§ EXCERPT
============

Sanford, Robert April 1, 2016, 7:31 p.m. UTC | #2
Hi Cristian,

In hindsight, I was overly agressive in proposing the same change
(approach #2, as you call it below) for rte_port_ring and rte_port_sched.
Changing local variable bsz_mask to uint64_t should be sufficient.

Please see additional comments inline below.



On 3/31/16 11:41 AM, "Dumitrescu, Cristian"
<cristian.dumitrescu@intel.com> wrote:
>> -----Original Message-----
>> From: Robert Sanford [mailto:rsanford2@gmail.com]
>> Sent: Monday, March 28, 2016 9:52 PM
>> To: dev@dpdk.org; Dumitrescu, Cristian <cristian.dumitrescu@intel.com>
>> Subject: [PATCH 3/4] port: fix full burst checks in f_tx_bulk ops
>> 
>> For several f_tx_bulk functions in rte_port_{ethdev,ring,sched}.c,
>> it appears that the intent of the bsz_mask logic is to test whether
>> pkts_mask contains a full burst (i.e., the <tx_burst_sz> least
>> significant bits are set).
>> 
>> There are two problems with the bsz_mask code: 1) It truncates
>> by using the wrong size for local variable uint32_t bsz_mask, and
>
>This is indeed a bug: although port->bsz_mask is always defined as
>uint64_t, there are several places where we cache it to a local variable
>which is defined as 32-bit by mistake: uint32_t bsz = p->bsz_mask.
>Thanks, Robert!
>
>> 2) We may pass oversized bursts to the underlying ethdev/ring/sched,
>> e.g., tx_burst_sz=16, bsz_mask=0x8000, and pkts_mask=0x1ffff
>> (17 packets), results in expr==0, and we send a burst larger than
>> desired (and non-power-of-2) to the underlying tx burst interface.
>> 
>
>As stated in another related email, this is done by design, with the key
>assumption being that larger TX burst sizes will always be beneficial. So
>tx_burst_size is, by design, a requirement for the *minimal* value of the
>TX burst size rather than the *exact* value for the burst size.
>As an example, when the TX burst size of 32 is set, then larger burst
>sizes of 33, 34, ..., 40, 41, ..., 48, ..., 64 are welcomed and sent out
>as a single burst rather than breaking in into multiple fixed size
>32-packet bursts. 
>For PMDs, burst size (smaller than 64) is typically much lower than the
>TX ring size (typical value for IXGBE: 512). Same for rte_ring.
>
>So what we are debating here is which of the following two approaches is
>better:
>Approach 1: Consider tx_burst_sz as the minimal burst size, welcome
>larger bursts and send them as a single burst (i.e. do not break them
>into fixed tx_burst_sz bursts). This is the existing approach used
>consistently everywhere in librte_port.

============

§ AIM OF THE TASK
Give a two-sentence summary of the thread. The rows have no connection to the thread.

============

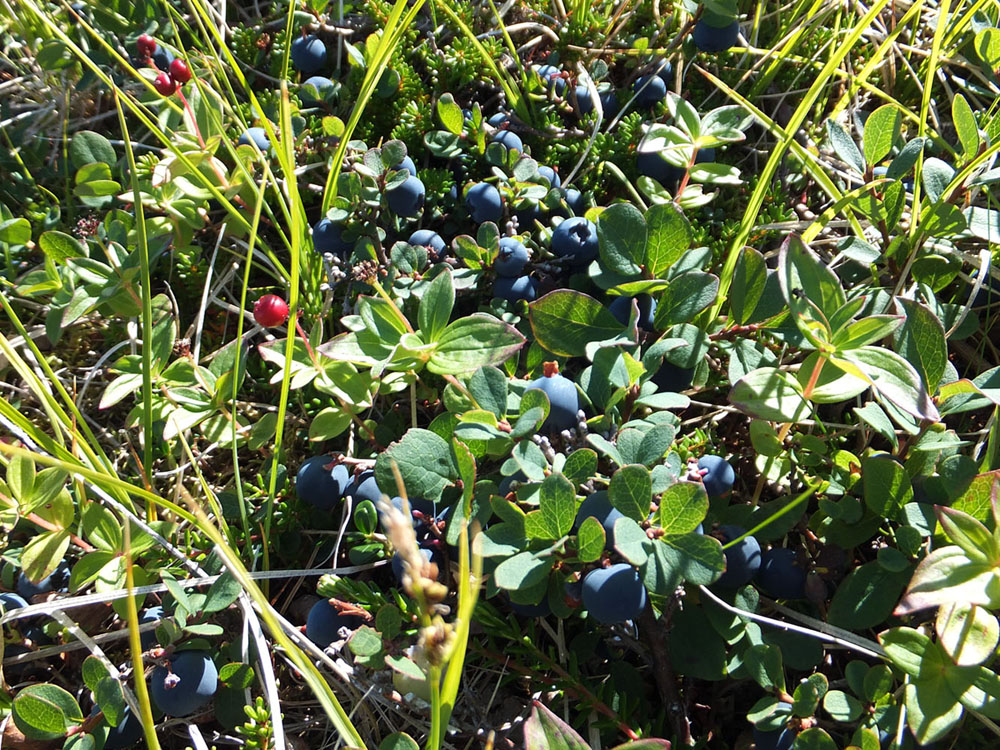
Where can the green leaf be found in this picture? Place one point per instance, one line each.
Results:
(893, 378)
(881, 131)
(670, 236)
(488, 387)
(43, 554)
(435, 306)
(45, 712)
(965, 125)
(450, 114)
(749, 278)
(867, 596)
(565, 321)
(365, 641)
(806, 283)
(15, 231)
(696, 557)
(631, 491)
(221, 594)
(590, 540)
(844, 146)
(425, 463)
(815, 738)
(921, 342)
(522, 571)
(687, 295)
(887, 486)
(842, 706)
(621, 231)
(400, 740)
(763, 663)
(475, 341)
(769, 393)
(683, 506)
(545, 731)
(87, 147)
(557, 503)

============

§ SOLUTION TO THIS PROBLEM
Robert Sanford's patch reports two problems in the f_tx_bulk functions of rte_port_{ethdev,ring,sched}.c: the local variable bsz_mask truncates because it is declared uint32_t, and bursts larger than tx_burst_sz may be passed to the underlying ethdev/ring/sched. Cristian Dumitrescu agrees the 32-bit local variable is a bug but says the larger bursts are by design, since tx_burst_sz is meant as the minimal burst size, and Sanford replies that for rte_port_ring and rte_port_sched, changing bsz_mask to uint64_t should be sufficient.